GOAL>
Gather every line in the entries below that contains the string "query".

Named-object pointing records
__________________________________________________

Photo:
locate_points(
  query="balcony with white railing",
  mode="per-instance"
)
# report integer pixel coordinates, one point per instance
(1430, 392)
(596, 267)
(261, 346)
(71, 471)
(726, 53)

__________________________________________________

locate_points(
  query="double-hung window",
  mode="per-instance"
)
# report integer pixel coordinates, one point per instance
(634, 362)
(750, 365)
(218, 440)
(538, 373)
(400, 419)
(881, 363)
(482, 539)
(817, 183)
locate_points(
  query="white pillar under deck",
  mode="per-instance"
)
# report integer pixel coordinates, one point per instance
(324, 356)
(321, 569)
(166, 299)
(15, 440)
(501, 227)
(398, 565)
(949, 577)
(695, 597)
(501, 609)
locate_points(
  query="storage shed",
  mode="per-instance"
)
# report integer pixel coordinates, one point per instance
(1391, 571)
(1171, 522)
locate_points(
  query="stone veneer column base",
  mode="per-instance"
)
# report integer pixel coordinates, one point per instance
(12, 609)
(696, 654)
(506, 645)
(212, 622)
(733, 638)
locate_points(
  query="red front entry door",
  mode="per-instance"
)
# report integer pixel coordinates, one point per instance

__________________________________________________

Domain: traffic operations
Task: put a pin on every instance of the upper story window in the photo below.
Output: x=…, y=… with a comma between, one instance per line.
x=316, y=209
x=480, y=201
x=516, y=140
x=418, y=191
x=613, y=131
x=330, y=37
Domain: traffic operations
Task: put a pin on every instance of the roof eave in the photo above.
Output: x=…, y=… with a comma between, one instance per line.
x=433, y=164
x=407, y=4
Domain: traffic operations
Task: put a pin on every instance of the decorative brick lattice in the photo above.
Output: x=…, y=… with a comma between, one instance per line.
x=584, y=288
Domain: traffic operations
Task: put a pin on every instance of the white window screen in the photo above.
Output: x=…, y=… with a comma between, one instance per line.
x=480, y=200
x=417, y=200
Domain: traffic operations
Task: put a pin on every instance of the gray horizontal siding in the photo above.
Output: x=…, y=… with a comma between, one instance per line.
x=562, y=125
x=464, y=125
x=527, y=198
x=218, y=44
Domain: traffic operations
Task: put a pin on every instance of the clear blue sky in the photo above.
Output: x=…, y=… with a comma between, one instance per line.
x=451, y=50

__________________________________________________

WRITTEN SOLUTION>
  query="balcony with white railing",
  query="double-hung window",
  query="white pillar under deck",
  query="storage shed",
  query="stone veneer column base",
  query="red front entry door",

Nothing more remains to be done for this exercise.